▶ **Условия задания**
1 – Назовите всех людей, которые упомянуты по имени в статье о Гончарове.
2 – Объясните по статье о Гончарове, почему темы «Гончаров в Японии» и «Творчество Гончарова и японская литература» постоянно находятся в поле зрения исследователей.
3 – Перепишите из статьи о Гончарове без изменений отрывок от слов «Кадзухико Савада» до слов «дружбу в Петербурге.» включительно.

▶ **Фрагмент страницы**
■ ■ ■ ■ ■
Кадзухико Савада
И. А. ГОНЧАРОВ И ЕГО ЗНАКОМЫЕ ЯПОНЦЫ В ПЕТЕРБУРГЕ
Как известно, в 1853 году И. А. Гончаров прибыл в Нагасаки в качестве секретаря при адмирале Е. В. Путятине, который был послан для открытия Японии. А роман И. А. Гончарова "Обрыв" оказал сильное влияние на роман японского русиста и писателя Фтабатэя Симэя1 "Плывущее облако" (1887—1889) — первое реалистическое произведение в японской литературе. Поэтому темы "Гончаров в Японии" или "Творчество Гончарова и японская литература" постоянно находится в поле зрения исследователей. Однако о знакомстве Гончарова с японцами в Петербурге известно мало. В предлагаемой статье я хочу рассказать о двух японцах, с которыми писатель был знаком и поддерживал дружбу в Петербурге.
■ ■ ■ ■ ■
▶ **Выдержки из записей**
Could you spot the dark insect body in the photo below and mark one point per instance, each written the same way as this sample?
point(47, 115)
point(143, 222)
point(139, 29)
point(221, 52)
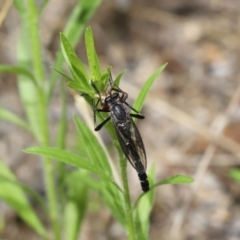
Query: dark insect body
point(126, 130)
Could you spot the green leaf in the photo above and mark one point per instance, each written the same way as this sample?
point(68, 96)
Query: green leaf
point(67, 157)
point(177, 179)
point(11, 117)
point(17, 70)
point(80, 88)
point(146, 87)
point(63, 74)
point(77, 63)
point(15, 197)
point(81, 14)
point(92, 56)
point(234, 173)
point(92, 147)
point(76, 206)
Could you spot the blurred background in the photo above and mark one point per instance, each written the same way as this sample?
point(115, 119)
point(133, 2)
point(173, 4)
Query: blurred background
point(192, 114)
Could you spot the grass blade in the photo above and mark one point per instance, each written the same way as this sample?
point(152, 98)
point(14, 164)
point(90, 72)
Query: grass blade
point(15, 197)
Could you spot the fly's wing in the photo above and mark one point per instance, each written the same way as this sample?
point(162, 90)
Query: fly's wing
point(132, 145)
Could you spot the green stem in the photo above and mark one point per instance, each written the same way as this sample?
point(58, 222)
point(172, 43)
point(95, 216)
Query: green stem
point(128, 206)
point(33, 21)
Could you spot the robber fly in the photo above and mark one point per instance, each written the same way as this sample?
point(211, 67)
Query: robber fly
point(126, 130)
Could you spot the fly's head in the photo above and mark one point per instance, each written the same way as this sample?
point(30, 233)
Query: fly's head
point(111, 99)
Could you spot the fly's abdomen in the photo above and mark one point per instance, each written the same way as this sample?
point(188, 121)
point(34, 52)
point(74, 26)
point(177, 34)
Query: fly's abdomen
point(119, 112)
point(144, 181)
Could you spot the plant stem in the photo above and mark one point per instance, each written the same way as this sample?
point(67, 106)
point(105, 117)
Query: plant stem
point(128, 206)
point(32, 21)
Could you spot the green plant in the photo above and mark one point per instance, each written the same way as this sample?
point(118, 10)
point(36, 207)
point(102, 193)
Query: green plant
point(133, 217)
point(93, 169)
point(35, 88)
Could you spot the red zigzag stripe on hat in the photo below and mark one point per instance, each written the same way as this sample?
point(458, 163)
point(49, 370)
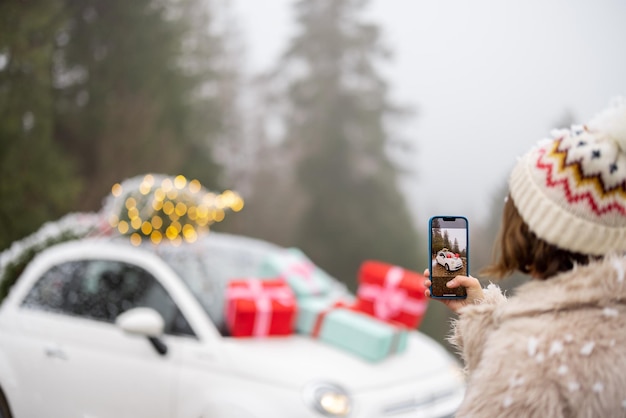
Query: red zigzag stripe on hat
point(575, 197)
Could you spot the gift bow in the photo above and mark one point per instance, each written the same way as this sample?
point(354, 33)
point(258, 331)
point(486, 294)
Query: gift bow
point(304, 269)
point(390, 300)
point(262, 297)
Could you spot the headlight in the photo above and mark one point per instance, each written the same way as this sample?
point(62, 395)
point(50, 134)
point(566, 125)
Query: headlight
point(327, 398)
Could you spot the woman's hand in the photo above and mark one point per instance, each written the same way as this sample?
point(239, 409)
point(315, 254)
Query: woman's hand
point(471, 284)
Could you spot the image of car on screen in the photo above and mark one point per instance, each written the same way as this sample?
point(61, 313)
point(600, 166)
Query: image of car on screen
point(449, 260)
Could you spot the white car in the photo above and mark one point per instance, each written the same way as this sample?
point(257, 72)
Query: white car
point(99, 328)
point(449, 260)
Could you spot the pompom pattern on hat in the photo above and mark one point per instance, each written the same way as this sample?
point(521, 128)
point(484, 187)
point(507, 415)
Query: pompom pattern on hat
point(612, 122)
point(571, 190)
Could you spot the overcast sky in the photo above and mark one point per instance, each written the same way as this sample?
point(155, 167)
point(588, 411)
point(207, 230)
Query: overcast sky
point(487, 78)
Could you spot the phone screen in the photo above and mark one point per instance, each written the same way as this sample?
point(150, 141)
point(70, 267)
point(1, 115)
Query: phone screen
point(449, 253)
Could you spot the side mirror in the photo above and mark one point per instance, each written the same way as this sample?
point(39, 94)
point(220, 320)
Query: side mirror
point(141, 321)
point(145, 322)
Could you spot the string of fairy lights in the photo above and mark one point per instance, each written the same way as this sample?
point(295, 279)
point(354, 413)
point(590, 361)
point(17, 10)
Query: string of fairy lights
point(168, 209)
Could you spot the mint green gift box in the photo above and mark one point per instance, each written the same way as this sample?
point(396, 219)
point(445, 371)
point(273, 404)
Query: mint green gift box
point(304, 277)
point(356, 332)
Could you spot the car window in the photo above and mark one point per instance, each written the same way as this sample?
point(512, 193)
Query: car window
point(206, 269)
point(103, 289)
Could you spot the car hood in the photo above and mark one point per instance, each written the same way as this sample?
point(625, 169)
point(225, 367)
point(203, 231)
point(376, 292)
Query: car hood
point(298, 359)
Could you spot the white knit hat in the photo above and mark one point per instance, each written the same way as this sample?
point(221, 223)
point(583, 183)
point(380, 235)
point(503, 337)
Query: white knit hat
point(571, 190)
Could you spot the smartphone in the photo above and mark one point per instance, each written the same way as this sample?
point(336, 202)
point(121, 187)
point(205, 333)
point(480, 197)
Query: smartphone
point(448, 245)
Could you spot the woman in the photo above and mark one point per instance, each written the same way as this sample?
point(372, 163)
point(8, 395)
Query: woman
point(557, 347)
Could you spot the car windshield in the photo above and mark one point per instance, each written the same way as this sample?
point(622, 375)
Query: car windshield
point(207, 265)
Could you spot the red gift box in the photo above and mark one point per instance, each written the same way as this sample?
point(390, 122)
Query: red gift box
point(391, 293)
point(257, 308)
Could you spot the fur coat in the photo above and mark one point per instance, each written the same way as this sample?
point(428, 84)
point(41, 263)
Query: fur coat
point(557, 348)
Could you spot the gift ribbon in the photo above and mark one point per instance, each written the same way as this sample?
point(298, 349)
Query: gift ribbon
point(389, 300)
point(319, 320)
point(262, 297)
point(305, 269)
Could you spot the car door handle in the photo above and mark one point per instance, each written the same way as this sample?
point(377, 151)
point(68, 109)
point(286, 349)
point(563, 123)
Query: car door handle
point(55, 352)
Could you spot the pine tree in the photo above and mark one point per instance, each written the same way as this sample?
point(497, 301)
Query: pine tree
point(335, 127)
point(37, 181)
point(136, 91)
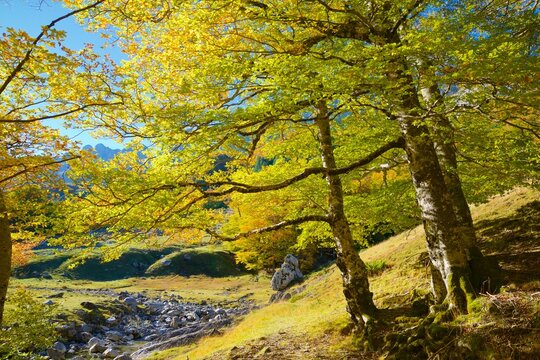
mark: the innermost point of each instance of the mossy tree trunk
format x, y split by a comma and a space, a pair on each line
5, 254
359, 299
485, 273
447, 249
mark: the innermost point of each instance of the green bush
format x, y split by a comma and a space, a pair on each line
27, 327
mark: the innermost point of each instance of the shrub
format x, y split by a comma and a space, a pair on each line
28, 327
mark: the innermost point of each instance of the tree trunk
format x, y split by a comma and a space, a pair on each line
485, 273
446, 247
359, 299
5, 254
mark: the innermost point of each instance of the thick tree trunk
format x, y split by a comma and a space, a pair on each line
359, 299
485, 273
5, 254
446, 248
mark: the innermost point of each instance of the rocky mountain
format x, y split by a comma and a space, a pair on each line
103, 152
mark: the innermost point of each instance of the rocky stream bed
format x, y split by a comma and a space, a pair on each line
132, 325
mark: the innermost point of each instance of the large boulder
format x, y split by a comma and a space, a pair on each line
288, 273
57, 351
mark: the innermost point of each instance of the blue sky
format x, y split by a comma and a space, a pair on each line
30, 15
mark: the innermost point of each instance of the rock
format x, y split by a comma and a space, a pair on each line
46, 276
95, 340
97, 348
193, 317
57, 295
67, 331
220, 311
111, 353
57, 351
280, 296
288, 273
85, 336
124, 356
111, 320
113, 336
89, 305
175, 322
85, 327
131, 302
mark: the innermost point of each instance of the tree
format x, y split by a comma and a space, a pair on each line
239, 68
34, 73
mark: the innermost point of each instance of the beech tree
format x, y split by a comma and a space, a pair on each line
40, 80
208, 76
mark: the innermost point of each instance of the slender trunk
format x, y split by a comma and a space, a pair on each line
359, 299
485, 273
5, 254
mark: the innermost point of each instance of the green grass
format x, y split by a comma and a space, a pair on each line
319, 312
198, 261
135, 262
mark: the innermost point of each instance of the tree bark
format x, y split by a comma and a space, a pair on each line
5, 254
359, 299
485, 274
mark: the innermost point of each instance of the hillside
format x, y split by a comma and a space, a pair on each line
312, 323
308, 326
■ ■ ■ ■ ■
▶ **Ответы к заданиям**
1 – Кадзухико Савада, И. А. Гончаров, Е. В. Путятин, Фтабатэй Симэй.

2 – В 1853 году Гончаров прибыл в Нагасаки секретарем при адмирале Е. В. Путятине, которого послали для открытия Японии. Кроме того, его роман «Обрыв» сильно повлиял на роман Фтабатэя Симэя «Плывущее облако» — первое реалистическое произведение в японской литературе.

3 –
Кадзухико Савада
И. А. ГОНЧАРОВ И ЕГО ЗНАКОМЫЕ ЯПОНЦЫ В ПЕТЕРБУРГЕ
Как известно, в 1853 году И. А. Гончаров прибыл в Нагасаки в качестве секретаря при адмирале Е. В. Путятине, который был послан для открытия Японии. А роман И. А. Гончарова "Обрыв" оказал сильное влияние на роман японского русиста и писателя Фтабатэя Симэя1 "Плывущее облако" (1887—1889) — первое реалистическое произведение в японской литературе. Поэтому темы "Гончаров в Японии" или "Творчество Гончарова и японская литература" постоянно находится в поле зрения исследователей. Однако о знакомстве Гончарова с японцами в Петербурге известно мало. В предлагаемой статье я хочу рассказать о двух японцах, с которыми писатель был знаком и поддерживал дружбу в Петербурге.